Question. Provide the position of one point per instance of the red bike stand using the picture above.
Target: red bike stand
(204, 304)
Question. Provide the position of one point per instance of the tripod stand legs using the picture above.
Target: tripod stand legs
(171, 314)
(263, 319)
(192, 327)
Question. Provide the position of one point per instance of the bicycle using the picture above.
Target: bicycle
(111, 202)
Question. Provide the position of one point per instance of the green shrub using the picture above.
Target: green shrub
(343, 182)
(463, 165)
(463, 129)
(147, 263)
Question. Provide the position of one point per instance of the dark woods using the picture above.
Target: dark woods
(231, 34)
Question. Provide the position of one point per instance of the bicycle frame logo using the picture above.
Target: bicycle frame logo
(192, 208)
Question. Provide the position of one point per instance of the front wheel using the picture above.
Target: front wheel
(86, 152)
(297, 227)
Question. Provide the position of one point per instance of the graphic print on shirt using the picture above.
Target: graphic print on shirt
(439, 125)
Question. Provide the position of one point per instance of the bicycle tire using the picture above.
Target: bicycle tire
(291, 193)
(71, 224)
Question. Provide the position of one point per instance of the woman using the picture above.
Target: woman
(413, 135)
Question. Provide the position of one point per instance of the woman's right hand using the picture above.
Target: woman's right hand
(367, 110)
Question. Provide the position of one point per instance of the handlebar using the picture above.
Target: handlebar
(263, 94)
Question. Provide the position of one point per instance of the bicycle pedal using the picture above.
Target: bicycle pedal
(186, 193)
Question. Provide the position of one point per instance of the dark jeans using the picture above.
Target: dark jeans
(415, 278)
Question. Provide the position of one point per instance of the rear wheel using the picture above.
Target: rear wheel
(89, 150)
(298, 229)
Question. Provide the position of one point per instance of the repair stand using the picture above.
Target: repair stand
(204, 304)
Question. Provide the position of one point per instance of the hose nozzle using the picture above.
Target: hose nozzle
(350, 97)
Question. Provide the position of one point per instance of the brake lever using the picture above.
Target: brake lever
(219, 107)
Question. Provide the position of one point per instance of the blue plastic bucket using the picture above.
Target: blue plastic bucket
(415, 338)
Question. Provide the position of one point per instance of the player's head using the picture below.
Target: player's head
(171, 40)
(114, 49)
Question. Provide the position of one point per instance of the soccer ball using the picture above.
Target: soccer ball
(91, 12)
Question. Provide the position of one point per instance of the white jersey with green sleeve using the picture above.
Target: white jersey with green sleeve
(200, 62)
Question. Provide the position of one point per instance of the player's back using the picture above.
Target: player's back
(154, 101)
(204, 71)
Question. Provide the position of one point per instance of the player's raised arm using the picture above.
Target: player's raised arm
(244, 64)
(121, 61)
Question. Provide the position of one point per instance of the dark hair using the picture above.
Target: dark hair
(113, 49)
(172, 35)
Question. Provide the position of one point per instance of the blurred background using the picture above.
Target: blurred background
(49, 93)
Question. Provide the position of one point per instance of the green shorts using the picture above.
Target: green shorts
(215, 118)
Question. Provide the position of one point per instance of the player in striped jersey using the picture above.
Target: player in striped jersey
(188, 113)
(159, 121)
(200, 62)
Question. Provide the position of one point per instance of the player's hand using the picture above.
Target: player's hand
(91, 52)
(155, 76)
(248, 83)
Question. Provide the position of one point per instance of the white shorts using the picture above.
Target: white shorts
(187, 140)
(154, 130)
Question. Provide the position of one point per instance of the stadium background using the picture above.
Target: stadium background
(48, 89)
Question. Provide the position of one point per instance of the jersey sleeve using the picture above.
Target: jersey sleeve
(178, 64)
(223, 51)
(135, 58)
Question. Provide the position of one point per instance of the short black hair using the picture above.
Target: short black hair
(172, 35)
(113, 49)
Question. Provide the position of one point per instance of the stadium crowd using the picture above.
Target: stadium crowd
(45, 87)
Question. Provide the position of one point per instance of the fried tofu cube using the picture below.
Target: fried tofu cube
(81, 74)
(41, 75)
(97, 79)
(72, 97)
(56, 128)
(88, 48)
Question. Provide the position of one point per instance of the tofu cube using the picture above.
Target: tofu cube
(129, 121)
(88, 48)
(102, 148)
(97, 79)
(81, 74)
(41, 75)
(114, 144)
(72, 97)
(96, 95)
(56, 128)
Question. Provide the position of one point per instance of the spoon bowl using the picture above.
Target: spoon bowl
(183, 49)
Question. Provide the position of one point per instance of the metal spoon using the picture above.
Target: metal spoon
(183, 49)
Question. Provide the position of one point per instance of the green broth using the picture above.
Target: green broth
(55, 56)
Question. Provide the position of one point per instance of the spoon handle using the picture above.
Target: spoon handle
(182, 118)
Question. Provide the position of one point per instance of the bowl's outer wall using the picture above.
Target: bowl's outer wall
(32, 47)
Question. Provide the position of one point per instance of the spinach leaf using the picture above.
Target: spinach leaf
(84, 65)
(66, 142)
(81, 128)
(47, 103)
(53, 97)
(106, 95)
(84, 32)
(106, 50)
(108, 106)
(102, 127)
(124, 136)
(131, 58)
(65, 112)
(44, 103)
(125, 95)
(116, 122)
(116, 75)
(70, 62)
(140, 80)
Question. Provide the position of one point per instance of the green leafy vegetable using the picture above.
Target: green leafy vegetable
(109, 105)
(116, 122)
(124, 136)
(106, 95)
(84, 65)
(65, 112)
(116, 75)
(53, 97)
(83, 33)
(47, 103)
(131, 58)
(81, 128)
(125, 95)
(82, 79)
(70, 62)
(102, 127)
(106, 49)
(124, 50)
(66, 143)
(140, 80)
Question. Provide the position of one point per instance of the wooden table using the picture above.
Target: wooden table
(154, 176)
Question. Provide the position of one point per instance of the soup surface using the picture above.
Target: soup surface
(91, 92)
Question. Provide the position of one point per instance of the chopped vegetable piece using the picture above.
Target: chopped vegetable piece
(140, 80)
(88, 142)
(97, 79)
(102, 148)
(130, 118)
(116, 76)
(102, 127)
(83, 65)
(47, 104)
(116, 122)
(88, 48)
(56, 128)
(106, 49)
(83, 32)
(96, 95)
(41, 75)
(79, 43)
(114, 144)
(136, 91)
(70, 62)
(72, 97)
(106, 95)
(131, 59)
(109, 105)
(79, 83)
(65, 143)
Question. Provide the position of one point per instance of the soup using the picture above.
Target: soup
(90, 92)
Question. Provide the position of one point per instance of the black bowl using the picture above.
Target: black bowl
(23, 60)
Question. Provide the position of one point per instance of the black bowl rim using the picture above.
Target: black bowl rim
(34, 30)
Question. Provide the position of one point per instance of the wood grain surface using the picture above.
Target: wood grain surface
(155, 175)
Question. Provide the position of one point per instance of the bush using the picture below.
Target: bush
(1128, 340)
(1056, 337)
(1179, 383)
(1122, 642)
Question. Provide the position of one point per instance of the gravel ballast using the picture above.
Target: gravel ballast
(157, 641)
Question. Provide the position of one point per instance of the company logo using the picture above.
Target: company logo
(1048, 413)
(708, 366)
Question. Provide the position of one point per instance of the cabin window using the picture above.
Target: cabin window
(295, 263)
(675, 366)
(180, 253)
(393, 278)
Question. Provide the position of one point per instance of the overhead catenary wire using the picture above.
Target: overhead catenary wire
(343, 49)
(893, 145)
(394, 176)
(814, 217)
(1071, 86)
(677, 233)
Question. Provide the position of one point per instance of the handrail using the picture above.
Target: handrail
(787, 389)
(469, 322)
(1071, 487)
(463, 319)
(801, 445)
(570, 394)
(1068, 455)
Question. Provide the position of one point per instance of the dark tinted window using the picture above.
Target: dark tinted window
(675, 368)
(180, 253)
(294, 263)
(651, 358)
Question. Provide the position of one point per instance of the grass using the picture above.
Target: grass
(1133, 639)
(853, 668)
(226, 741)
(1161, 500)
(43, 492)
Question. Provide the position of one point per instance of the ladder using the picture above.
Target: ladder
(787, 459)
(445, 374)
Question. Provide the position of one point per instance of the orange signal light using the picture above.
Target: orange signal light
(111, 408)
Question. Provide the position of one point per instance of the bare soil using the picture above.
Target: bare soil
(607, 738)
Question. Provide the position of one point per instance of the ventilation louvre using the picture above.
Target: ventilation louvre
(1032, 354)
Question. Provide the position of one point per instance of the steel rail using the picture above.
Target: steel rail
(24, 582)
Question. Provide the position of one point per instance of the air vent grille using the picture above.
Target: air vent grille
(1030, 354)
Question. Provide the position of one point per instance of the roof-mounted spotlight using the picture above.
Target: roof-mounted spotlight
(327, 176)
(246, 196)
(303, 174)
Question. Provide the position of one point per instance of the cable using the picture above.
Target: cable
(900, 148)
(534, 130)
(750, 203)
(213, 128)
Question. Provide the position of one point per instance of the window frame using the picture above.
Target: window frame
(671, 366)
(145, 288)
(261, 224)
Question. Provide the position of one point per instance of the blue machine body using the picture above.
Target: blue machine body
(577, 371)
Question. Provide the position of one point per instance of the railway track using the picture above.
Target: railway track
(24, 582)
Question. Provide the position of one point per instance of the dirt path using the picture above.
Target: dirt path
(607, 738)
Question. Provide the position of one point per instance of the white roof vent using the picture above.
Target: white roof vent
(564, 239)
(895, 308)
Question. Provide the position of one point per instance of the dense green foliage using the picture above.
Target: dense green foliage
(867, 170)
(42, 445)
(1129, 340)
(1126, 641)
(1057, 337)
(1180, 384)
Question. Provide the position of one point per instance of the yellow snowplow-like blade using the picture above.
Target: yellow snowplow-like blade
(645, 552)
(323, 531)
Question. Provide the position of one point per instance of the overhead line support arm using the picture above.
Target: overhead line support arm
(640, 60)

Prompt ▸
Print again the lines of the entries above that fall between the line holding "player's hand using the picture above." and the line holding "cube using the picture below.", inclusive, exactly as they stand.

Completed exercise ▸
Question. Provide the position of one point per instance of the player's hand using the picture above.
Target: player's hand
(91, 52)
(155, 76)
(248, 83)
Question. Provide the position of one point per instance of the white shorts using the picture above.
Target: white shorts
(187, 140)
(154, 130)
Question. Provide the position of one point per instance of the stadium background using the picture above.
Target: stadium background
(48, 89)
Question. Provide the position of one point per instance of the jersey sleeve using the picture above.
Target: jersey sleeve
(178, 64)
(223, 51)
(135, 58)
Question. Provide the position of one point per instance of the short black hair using the picture above.
Target: short black hair
(172, 35)
(113, 49)
Question. Provide the position of one point per instance of the stadium crowd using the picture above.
Target: stadium crowd
(45, 87)
Question. Provide the position of one point per instance of the fried tofu cube using the picture below.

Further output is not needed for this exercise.